Records shown:
....

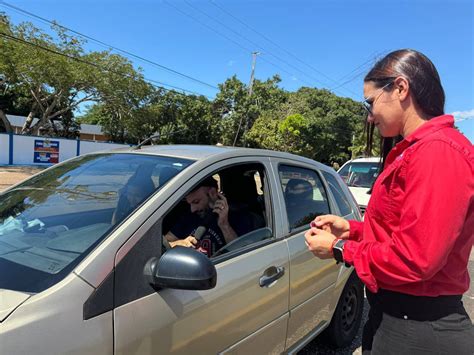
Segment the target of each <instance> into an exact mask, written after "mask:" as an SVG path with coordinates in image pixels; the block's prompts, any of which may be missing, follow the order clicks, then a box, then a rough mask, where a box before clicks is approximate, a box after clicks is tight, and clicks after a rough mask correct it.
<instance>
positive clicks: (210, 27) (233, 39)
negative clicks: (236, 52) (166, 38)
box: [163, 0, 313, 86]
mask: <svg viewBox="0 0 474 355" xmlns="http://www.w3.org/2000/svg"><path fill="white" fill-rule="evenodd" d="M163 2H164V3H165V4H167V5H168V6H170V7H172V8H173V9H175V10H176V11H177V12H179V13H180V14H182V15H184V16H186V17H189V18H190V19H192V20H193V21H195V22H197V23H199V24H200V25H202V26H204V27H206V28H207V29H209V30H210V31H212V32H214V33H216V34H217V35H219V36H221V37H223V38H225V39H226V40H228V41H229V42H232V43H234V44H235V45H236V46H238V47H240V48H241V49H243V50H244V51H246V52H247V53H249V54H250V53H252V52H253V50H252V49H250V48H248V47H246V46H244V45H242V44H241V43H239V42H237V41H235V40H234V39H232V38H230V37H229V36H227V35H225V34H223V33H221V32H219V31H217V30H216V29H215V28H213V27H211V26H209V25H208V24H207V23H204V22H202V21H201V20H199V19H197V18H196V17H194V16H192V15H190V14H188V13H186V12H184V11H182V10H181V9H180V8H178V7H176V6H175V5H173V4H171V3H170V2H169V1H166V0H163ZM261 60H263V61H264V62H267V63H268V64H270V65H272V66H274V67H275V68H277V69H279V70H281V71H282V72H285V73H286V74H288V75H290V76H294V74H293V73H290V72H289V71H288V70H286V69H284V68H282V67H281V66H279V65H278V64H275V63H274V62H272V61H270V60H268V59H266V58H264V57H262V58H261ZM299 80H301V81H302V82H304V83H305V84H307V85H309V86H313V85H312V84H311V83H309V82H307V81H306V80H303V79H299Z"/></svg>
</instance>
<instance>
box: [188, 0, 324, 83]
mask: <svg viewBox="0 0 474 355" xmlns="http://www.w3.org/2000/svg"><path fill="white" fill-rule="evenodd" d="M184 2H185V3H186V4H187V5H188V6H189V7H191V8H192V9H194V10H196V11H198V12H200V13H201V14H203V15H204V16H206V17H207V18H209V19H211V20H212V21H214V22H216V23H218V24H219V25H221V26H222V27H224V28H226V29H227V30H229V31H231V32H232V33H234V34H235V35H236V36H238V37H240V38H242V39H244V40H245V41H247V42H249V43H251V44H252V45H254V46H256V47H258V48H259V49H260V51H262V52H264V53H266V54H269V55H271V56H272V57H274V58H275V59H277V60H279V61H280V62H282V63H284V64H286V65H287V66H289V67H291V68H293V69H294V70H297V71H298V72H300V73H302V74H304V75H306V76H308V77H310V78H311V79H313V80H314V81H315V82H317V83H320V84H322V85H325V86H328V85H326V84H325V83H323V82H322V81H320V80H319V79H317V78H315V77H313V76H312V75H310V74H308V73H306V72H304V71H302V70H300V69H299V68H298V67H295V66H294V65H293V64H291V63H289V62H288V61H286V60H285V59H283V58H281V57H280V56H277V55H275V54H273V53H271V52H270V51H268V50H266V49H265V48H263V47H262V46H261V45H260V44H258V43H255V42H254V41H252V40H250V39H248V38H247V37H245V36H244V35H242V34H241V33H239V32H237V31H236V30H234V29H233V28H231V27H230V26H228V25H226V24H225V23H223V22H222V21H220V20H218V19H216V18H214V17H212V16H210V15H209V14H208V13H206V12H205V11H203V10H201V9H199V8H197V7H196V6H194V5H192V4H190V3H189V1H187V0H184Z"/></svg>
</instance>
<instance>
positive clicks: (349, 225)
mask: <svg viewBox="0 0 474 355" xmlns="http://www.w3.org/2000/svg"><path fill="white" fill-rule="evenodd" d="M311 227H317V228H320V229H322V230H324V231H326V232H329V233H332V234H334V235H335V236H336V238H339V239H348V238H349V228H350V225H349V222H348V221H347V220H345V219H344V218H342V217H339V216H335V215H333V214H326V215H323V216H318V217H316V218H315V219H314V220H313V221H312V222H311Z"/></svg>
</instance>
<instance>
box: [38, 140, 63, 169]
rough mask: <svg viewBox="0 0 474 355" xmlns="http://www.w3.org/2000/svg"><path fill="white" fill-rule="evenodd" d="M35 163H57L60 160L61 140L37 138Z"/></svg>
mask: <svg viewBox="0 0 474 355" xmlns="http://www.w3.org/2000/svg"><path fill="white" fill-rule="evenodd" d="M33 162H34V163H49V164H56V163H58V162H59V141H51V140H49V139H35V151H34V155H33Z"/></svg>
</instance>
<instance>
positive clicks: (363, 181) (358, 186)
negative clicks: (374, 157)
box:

....

Directive:
Write out the material above verbatim, leaving out the pictures.

Task output:
Segment the target of each <instance> into an exact mask, written after "mask:" as an SVG path with coordinates in image pixels; the block's prompts, any of which may be missing, follow the order clicks, then a box, then a rough mask, where a box before clicks is approximate, a box after clicks is tight, and clicks after a rough mask correct it.
<instance>
positive clicks: (210, 27) (233, 39)
negative clicks: (236, 52) (166, 38)
box: [163, 0, 313, 86]
mask: <svg viewBox="0 0 474 355" xmlns="http://www.w3.org/2000/svg"><path fill="white" fill-rule="evenodd" d="M163 2H164V3H165V4H167V5H168V6H170V7H172V8H173V9H175V10H176V11H177V12H179V13H180V14H182V15H184V16H186V17H189V18H190V19H192V20H193V21H195V22H197V23H199V24H200V25H202V26H204V27H206V28H207V29H209V30H210V31H212V32H214V33H216V34H217V35H219V36H221V37H223V38H225V39H226V40H228V41H229V42H232V43H234V44H235V45H236V46H238V47H240V48H241V49H243V50H244V51H246V52H247V53H249V54H250V53H252V52H253V50H252V49H250V48H248V47H246V46H244V45H242V44H241V43H239V42H237V41H235V40H234V39H232V38H230V37H229V36H227V35H225V34H223V33H221V32H219V31H217V30H216V29H215V28H213V27H211V26H209V25H208V24H207V23H204V22H202V21H201V20H199V19H197V18H196V17H194V16H192V15H190V14H188V13H186V12H184V11H182V10H181V9H180V8H178V7H176V6H175V5H173V4H171V3H170V2H169V1H166V0H163ZM261 60H263V61H264V62H267V63H268V64H270V65H272V66H274V67H275V68H277V69H279V70H281V71H282V72H285V73H286V74H288V75H290V76H294V74H293V73H290V72H289V71H288V70H286V69H284V68H282V67H281V66H279V65H278V64H275V63H274V62H272V61H270V60H268V59H266V58H264V57H262V58H261ZM299 80H301V81H302V82H304V83H305V84H307V85H309V86H313V85H312V84H311V83H309V82H307V81H306V80H303V79H299Z"/></svg>
</instance>
<instance>
box: [188, 0, 324, 83]
mask: <svg viewBox="0 0 474 355" xmlns="http://www.w3.org/2000/svg"><path fill="white" fill-rule="evenodd" d="M184 2H185V3H186V4H187V5H188V6H189V7H191V8H192V9H194V10H196V11H198V12H200V13H201V14H203V15H204V16H206V17H207V18H209V19H211V20H212V21H214V22H216V23H218V24H219V25H221V26H222V27H224V28H226V29H227V30H229V31H231V32H232V33H234V34H235V35H236V36H238V37H240V38H242V39H244V40H245V41H247V42H249V43H251V44H252V45H254V46H256V47H258V48H259V49H260V51H262V52H264V53H266V54H269V55H271V56H272V57H274V58H275V59H277V60H279V61H280V62H282V63H284V64H286V65H287V66H289V67H291V68H293V69H294V70H297V71H298V72H300V73H302V74H304V75H306V76H308V77H310V78H311V79H313V80H314V81H315V82H317V83H320V84H322V85H325V86H328V85H326V84H325V83H323V82H322V81H320V80H319V79H317V78H315V77H313V76H312V75H310V74H308V73H306V72H304V71H302V70H300V69H299V68H298V67H295V66H294V65H293V64H291V63H289V62H288V61H286V60H285V59H283V58H281V57H280V56H277V55H275V54H273V53H271V52H270V51H268V50H266V49H265V48H263V47H262V46H261V45H260V44H258V43H255V42H254V41H252V40H250V39H248V38H247V37H245V36H244V35H242V34H241V33H239V32H237V31H236V30H234V29H233V28H231V27H230V26H228V25H226V24H225V23H223V22H222V21H220V20H218V19H216V18H214V17H212V16H210V15H209V14H208V13H206V12H205V11H203V10H201V9H199V8H197V7H196V6H194V5H192V4H190V3H189V1H187V0H184Z"/></svg>
</instance>
<instance>
positive clicks: (349, 225)
mask: <svg viewBox="0 0 474 355" xmlns="http://www.w3.org/2000/svg"><path fill="white" fill-rule="evenodd" d="M311 227H317V228H320V229H322V230H324V231H326V232H329V233H332V234H334V235H335V236H336V238H339V239H348V238H349V228H350V225H349V222H348V221H347V220H345V219H344V218H342V217H339V216H335V215H333V214H326V215H323V216H318V217H316V218H315V219H314V220H313V221H312V222H311Z"/></svg>
</instance>
<instance>
box: [38, 140, 63, 169]
rough mask: <svg viewBox="0 0 474 355" xmlns="http://www.w3.org/2000/svg"><path fill="white" fill-rule="evenodd" d="M35 163H57L60 160L61 140L37 138Z"/></svg>
mask: <svg viewBox="0 0 474 355" xmlns="http://www.w3.org/2000/svg"><path fill="white" fill-rule="evenodd" d="M33 162H34V163H49V164H56V163H58V162H59V141H51V140H49V139H35V151H34V155H33Z"/></svg>
</instance>
<instance>
positive clicks: (363, 181) (358, 186)
negative clicks: (374, 157)
box:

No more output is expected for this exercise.